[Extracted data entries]
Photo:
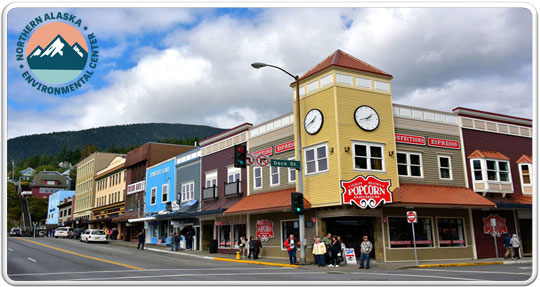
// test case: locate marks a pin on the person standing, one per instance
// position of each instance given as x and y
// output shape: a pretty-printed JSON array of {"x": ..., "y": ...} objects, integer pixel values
[
  {"x": 141, "y": 238},
  {"x": 291, "y": 244},
  {"x": 365, "y": 249},
  {"x": 515, "y": 244},
  {"x": 508, "y": 246},
  {"x": 319, "y": 249}
]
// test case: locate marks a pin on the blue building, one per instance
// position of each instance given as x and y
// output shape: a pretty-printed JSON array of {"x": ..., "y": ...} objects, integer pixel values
[
  {"x": 54, "y": 200},
  {"x": 158, "y": 196}
]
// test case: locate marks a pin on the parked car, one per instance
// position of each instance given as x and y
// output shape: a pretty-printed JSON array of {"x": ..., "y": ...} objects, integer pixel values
[
  {"x": 62, "y": 232},
  {"x": 15, "y": 231},
  {"x": 94, "y": 235}
]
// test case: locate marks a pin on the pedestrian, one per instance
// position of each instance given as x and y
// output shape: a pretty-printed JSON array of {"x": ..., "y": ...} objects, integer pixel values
[
  {"x": 141, "y": 238},
  {"x": 291, "y": 243},
  {"x": 319, "y": 249},
  {"x": 508, "y": 246},
  {"x": 515, "y": 244},
  {"x": 365, "y": 249},
  {"x": 335, "y": 252}
]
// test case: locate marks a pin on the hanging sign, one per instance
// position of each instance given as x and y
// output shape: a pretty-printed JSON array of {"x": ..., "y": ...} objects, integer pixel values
[
  {"x": 265, "y": 229},
  {"x": 364, "y": 192},
  {"x": 500, "y": 225}
]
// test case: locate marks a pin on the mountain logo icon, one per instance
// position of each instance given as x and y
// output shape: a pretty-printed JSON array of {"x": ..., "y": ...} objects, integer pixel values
[{"x": 57, "y": 53}]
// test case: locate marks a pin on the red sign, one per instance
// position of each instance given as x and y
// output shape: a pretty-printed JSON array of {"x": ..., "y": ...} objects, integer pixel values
[
  {"x": 285, "y": 147},
  {"x": 408, "y": 139},
  {"x": 266, "y": 151},
  {"x": 443, "y": 143},
  {"x": 265, "y": 229},
  {"x": 500, "y": 225},
  {"x": 365, "y": 192},
  {"x": 411, "y": 216}
]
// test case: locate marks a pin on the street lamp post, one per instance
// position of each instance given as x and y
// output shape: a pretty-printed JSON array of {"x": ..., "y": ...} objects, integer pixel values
[{"x": 298, "y": 155}]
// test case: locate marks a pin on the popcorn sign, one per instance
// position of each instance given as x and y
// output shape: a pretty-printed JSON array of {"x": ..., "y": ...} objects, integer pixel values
[{"x": 364, "y": 192}]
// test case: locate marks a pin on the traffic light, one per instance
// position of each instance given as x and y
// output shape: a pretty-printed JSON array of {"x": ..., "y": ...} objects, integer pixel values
[
  {"x": 240, "y": 152},
  {"x": 297, "y": 203}
]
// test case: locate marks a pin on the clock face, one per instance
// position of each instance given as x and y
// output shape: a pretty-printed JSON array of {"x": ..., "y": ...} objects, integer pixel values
[
  {"x": 366, "y": 118},
  {"x": 313, "y": 121}
]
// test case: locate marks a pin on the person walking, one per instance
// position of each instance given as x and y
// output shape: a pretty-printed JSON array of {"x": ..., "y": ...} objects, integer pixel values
[
  {"x": 508, "y": 246},
  {"x": 141, "y": 238},
  {"x": 365, "y": 249},
  {"x": 515, "y": 245},
  {"x": 319, "y": 249},
  {"x": 291, "y": 245},
  {"x": 335, "y": 251}
]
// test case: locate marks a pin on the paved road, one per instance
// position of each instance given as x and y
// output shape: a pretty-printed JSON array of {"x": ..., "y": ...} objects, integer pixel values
[{"x": 46, "y": 259}]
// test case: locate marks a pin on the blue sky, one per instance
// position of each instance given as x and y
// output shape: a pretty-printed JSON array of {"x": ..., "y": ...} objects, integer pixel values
[{"x": 193, "y": 65}]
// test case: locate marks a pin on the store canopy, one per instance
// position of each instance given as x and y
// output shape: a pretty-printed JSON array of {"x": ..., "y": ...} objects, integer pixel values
[
  {"x": 266, "y": 201},
  {"x": 421, "y": 194}
]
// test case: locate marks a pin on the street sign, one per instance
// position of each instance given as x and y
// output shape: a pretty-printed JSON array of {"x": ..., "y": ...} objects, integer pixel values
[
  {"x": 249, "y": 159},
  {"x": 285, "y": 163},
  {"x": 411, "y": 217},
  {"x": 263, "y": 160}
]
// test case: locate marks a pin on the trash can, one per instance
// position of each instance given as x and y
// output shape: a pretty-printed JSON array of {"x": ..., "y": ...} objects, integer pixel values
[{"x": 213, "y": 246}]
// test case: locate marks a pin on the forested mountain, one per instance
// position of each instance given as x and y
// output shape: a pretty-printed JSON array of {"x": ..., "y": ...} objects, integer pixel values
[{"x": 104, "y": 138}]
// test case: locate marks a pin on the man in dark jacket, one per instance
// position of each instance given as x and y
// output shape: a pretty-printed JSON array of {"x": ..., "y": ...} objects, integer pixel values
[{"x": 141, "y": 236}]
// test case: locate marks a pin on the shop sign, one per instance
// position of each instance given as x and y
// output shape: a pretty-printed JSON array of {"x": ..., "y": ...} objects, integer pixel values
[
  {"x": 284, "y": 147},
  {"x": 500, "y": 225},
  {"x": 365, "y": 192},
  {"x": 410, "y": 139},
  {"x": 265, "y": 229},
  {"x": 136, "y": 187},
  {"x": 435, "y": 142},
  {"x": 350, "y": 256}
]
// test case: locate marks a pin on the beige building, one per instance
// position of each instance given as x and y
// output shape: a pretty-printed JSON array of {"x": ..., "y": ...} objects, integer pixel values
[{"x": 84, "y": 188}]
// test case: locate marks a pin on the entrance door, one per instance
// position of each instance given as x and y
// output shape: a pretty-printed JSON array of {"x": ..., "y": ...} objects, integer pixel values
[{"x": 352, "y": 230}]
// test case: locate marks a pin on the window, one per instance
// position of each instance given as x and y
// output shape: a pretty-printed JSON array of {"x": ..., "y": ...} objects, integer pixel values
[
  {"x": 292, "y": 172},
  {"x": 409, "y": 164},
  {"x": 153, "y": 196},
  {"x": 368, "y": 156},
  {"x": 233, "y": 174},
  {"x": 451, "y": 232},
  {"x": 289, "y": 227},
  {"x": 257, "y": 174},
  {"x": 445, "y": 167},
  {"x": 224, "y": 236},
  {"x": 274, "y": 175},
  {"x": 400, "y": 231},
  {"x": 316, "y": 159},
  {"x": 165, "y": 193},
  {"x": 188, "y": 191}
]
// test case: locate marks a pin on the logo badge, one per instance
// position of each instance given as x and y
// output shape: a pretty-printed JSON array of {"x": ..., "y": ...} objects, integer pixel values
[
  {"x": 56, "y": 53},
  {"x": 366, "y": 191}
]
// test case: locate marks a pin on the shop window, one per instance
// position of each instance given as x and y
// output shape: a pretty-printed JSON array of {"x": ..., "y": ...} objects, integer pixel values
[
  {"x": 224, "y": 236},
  {"x": 451, "y": 232},
  {"x": 445, "y": 167},
  {"x": 153, "y": 196},
  {"x": 368, "y": 156},
  {"x": 316, "y": 159},
  {"x": 257, "y": 174},
  {"x": 289, "y": 227},
  {"x": 274, "y": 175},
  {"x": 401, "y": 232},
  {"x": 409, "y": 164}
]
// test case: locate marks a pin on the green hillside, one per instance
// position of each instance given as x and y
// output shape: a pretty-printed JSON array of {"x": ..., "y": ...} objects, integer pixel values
[{"x": 20, "y": 148}]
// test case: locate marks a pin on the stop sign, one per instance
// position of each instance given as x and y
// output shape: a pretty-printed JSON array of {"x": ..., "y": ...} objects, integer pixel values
[{"x": 411, "y": 216}]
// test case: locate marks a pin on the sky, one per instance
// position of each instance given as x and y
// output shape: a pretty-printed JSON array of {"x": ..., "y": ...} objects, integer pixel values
[{"x": 192, "y": 65}]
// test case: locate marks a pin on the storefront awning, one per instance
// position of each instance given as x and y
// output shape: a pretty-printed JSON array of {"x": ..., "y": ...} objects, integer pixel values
[
  {"x": 266, "y": 201},
  {"x": 437, "y": 195}
]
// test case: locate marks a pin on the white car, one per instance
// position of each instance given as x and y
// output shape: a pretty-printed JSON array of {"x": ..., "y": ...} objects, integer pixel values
[
  {"x": 62, "y": 232},
  {"x": 93, "y": 235}
]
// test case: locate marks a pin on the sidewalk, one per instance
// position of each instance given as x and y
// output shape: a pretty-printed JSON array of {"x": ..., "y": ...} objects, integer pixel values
[{"x": 284, "y": 262}]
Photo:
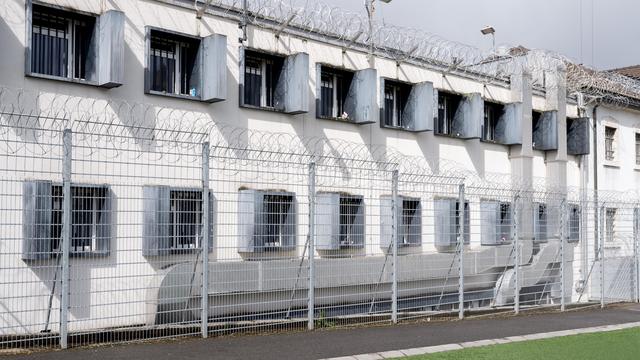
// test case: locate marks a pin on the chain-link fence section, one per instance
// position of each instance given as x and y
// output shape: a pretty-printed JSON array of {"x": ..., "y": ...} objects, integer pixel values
[{"x": 112, "y": 236}]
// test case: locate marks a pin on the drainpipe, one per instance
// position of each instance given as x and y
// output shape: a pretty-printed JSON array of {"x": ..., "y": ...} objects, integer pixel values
[{"x": 594, "y": 116}]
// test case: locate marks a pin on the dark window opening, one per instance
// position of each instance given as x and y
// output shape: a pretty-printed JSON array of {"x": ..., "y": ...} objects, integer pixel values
[
  {"x": 261, "y": 75},
  {"x": 61, "y": 42},
  {"x": 492, "y": 113},
  {"x": 185, "y": 219},
  {"x": 447, "y": 107},
  {"x": 276, "y": 226},
  {"x": 396, "y": 95},
  {"x": 88, "y": 211},
  {"x": 334, "y": 87},
  {"x": 410, "y": 223},
  {"x": 351, "y": 227},
  {"x": 172, "y": 61}
]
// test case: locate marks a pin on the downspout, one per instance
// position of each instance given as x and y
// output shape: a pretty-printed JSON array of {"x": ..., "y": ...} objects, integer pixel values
[{"x": 594, "y": 116}]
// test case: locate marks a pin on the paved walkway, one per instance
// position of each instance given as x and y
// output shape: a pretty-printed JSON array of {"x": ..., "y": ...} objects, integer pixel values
[{"x": 344, "y": 342}]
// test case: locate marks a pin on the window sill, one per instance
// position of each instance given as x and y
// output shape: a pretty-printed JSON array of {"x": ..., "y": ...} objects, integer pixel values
[
  {"x": 64, "y": 79},
  {"x": 344, "y": 120},
  {"x": 175, "y": 96},
  {"x": 400, "y": 128}
]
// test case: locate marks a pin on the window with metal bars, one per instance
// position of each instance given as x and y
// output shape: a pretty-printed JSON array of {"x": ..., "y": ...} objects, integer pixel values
[
  {"x": 609, "y": 143},
  {"x": 610, "y": 221},
  {"x": 88, "y": 214},
  {"x": 172, "y": 63},
  {"x": 492, "y": 112},
  {"x": 276, "y": 227},
  {"x": 185, "y": 219},
  {"x": 395, "y": 99},
  {"x": 60, "y": 42},
  {"x": 334, "y": 87},
  {"x": 351, "y": 224},
  {"x": 447, "y": 107},
  {"x": 261, "y": 75},
  {"x": 637, "y": 149}
]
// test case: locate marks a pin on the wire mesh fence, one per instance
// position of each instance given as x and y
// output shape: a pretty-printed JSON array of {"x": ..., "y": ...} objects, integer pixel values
[{"x": 112, "y": 238}]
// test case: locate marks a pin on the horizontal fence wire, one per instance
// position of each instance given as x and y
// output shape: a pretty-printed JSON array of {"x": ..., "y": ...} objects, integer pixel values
[{"x": 108, "y": 239}]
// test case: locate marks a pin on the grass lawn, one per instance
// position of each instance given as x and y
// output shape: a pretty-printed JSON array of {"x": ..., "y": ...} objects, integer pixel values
[{"x": 614, "y": 345}]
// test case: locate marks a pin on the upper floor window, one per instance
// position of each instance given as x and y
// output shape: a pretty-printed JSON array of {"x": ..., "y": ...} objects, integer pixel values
[
  {"x": 492, "y": 112},
  {"x": 610, "y": 143},
  {"x": 261, "y": 76},
  {"x": 395, "y": 100},
  {"x": 61, "y": 43},
  {"x": 334, "y": 87},
  {"x": 172, "y": 63},
  {"x": 447, "y": 106}
]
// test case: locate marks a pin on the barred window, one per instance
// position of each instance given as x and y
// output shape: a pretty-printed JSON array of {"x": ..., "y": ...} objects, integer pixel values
[
  {"x": 186, "y": 219},
  {"x": 395, "y": 99},
  {"x": 334, "y": 87},
  {"x": 610, "y": 219},
  {"x": 261, "y": 75},
  {"x": 609, "y": 143},
  {"x": 61, "y": 42},
  {"x": 492, "y": 112},
  {"x": 88, "y": 214},
  {"x": 447, "y": 107},
  {"x": 638, "y": 149},
  {"x": 172, "y": 62}
]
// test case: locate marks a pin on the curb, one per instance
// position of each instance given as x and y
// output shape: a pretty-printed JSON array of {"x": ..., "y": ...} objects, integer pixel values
[{"x": 472, "y": 344}]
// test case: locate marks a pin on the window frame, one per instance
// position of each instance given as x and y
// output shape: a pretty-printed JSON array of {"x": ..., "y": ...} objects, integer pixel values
[
  {"x": 147, "y": 58},
  {"x": 58, "y": 215},
  {"x": 339, "y": 76},
  {"x": 278, "y": 60},
  {"x": 456, "y": 99},
  {"x": 70, "y": 14}
]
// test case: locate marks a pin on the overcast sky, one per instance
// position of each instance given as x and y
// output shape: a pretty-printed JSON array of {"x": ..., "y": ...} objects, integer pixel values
[{"x": 600, "y": 33}]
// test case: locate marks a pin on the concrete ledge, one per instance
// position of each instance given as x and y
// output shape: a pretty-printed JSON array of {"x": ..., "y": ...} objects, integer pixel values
[{"x": 480, "y": 343}]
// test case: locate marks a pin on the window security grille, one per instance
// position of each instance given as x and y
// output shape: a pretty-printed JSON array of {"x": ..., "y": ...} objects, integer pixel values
[
  {"x": 61, "y": 43},
  {"x": 186, "y": 219},
  {"x": 395, "y": 101},
  {"x": 609, "y": 143},
  {"x": 540, "y": 220},
  {"x": 492, "y": 113},
  {"x": 638, "y": 149},
  {"x": 610, "y": 230},
  {"x": 261, "y": 75},
  {"x": 573, "y": 233},
  {"x": 43, "y": 218},
  {"x": 333, "y": 92},
  {"x": 447, "y": 107},
  {"x": 172, "y": 62}
]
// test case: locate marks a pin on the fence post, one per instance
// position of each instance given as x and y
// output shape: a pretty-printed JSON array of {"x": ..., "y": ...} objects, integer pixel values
[
  {"x": 563, "y": 211},
  {"x": 602, "y": 236},
  {"x": 460, "y": 249},
  {"x": 394, "y": 238},
  {"x": 204, "y": 316},
  {"x": 67, "y": 143},
  {"x": 516, "y": 260},
  {"x": 312, "y": 247}
]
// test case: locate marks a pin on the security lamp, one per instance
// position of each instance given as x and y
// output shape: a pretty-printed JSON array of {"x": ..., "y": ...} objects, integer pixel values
[{"x": 487, "y": 30}]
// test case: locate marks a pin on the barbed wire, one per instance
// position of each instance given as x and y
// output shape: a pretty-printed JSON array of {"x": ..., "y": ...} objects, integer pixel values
[{"x": 351, "y": 30}]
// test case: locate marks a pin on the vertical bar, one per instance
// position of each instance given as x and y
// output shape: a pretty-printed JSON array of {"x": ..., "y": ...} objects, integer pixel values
[
  {"x": 460, "y": 249},
  {"x": 516, "y": 260},
  {"x": 66, "y": 234},
  {"x": 394, "y": 238},
  {"x": 312, "y": 247},
  {"x": 204, "y": 316},
  {"x": 601, "y": 236},
  {"x": 563, "y": 222}
]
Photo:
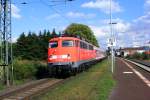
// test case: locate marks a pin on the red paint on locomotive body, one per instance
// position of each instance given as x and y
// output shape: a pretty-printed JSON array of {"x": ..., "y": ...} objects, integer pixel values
[{"x": 71, "y": 51}]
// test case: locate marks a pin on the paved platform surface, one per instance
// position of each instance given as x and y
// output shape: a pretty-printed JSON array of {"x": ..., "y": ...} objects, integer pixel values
[{"x": 133, "y": 83}]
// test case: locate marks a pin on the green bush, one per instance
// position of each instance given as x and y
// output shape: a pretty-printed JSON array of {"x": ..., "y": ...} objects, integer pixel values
[{"x": 24, "y": 69}]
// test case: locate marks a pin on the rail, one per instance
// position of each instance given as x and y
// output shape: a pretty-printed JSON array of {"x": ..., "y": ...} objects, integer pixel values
[
  {"x": 26, "y": 92},
  {"x": 143, "y": 65}
]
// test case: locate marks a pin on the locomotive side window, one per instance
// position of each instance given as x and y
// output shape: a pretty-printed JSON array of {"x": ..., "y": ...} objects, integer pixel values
[
  {"x": 67, "y": 43},
  {"x": 53, "y": 44},
  {"x": 76, "y": 43}
]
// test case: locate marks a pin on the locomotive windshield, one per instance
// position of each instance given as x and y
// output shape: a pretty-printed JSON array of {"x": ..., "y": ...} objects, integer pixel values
[
  {"x": 53, "y": 44},
  {"x": 67, "y": 43}
]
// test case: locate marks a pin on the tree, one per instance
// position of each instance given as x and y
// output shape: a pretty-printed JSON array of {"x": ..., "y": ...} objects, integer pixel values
[
  {"x": 54, "y": 33},
  {"x": 83, "y": 31}
]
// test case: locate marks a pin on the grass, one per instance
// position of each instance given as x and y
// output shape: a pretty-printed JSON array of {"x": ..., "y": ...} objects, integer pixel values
[
  {"x": 94, "y": 84},
  {"x": 2, "y": 87}
]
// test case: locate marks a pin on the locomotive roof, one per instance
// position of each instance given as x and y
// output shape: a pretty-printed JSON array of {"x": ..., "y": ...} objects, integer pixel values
[{"x": 70, "y": 38}]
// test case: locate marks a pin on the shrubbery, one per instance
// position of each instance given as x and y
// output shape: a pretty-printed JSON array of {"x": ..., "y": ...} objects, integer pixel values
[{"x": 25, "y": 69}]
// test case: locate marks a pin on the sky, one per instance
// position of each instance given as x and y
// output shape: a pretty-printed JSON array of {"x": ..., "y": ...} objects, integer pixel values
[{"x": 132, "y": 18}]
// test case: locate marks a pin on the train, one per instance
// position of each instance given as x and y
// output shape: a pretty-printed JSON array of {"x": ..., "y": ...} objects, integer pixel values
[{"x": 71, "y": 55}]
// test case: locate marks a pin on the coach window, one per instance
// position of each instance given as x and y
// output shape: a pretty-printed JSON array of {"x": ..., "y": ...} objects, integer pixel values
[
  {"x": 53, "y": 44},
  {"x": 67, "y": 43}
]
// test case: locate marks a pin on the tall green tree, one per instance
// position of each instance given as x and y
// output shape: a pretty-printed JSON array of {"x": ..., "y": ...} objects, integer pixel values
[{"x": 83, "y": 31}]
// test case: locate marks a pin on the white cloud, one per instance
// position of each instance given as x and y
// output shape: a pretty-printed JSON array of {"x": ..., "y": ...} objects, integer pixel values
[
  {"x": 144, "y": 19},
  {"x": 52, "y": 16},
  {"x": 15, "y": 11},
  {"x": 79, "y": 15},
  {"x": 103, "y": 5},
  {"x": 99, "y": 31}
]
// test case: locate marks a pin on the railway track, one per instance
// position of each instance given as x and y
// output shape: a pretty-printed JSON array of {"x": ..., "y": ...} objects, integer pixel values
[
  {"x": 28, "y": 91},
  {"x": 143, "y": 65}
]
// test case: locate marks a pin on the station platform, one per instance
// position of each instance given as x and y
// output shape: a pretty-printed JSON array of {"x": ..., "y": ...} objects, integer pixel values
[{"x": 133, "y": 83}]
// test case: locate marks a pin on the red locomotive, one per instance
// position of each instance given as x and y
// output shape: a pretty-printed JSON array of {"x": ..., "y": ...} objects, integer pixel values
[{"x": 71, "y": 54}]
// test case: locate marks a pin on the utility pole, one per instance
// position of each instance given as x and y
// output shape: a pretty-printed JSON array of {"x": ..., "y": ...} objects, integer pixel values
[
  {"x": 112, "y": 39},
  {"x": 6, "y": 42}
]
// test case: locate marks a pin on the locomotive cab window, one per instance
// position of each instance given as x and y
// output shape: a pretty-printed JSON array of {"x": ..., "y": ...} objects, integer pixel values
[
  {"x": 67, "y": 43},
  {"x": 53, "y": 44}
]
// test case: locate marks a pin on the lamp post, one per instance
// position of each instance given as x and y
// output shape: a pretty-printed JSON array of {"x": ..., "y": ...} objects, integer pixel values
[{"x": 112, "y": 39}]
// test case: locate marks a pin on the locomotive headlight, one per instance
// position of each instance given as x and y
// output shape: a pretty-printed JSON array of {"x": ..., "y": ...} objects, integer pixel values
[
  {"x": 65, "y": 56},
  {"x": 53, "y": 57}
]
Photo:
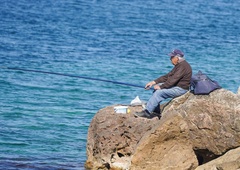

What you have to do | Search the data and copy each line containing "street".

Solution to this task |
// test case: locate marks a pin on the street lamp post, one per instance
// test case: locate marks a pin on the street sign, one per instance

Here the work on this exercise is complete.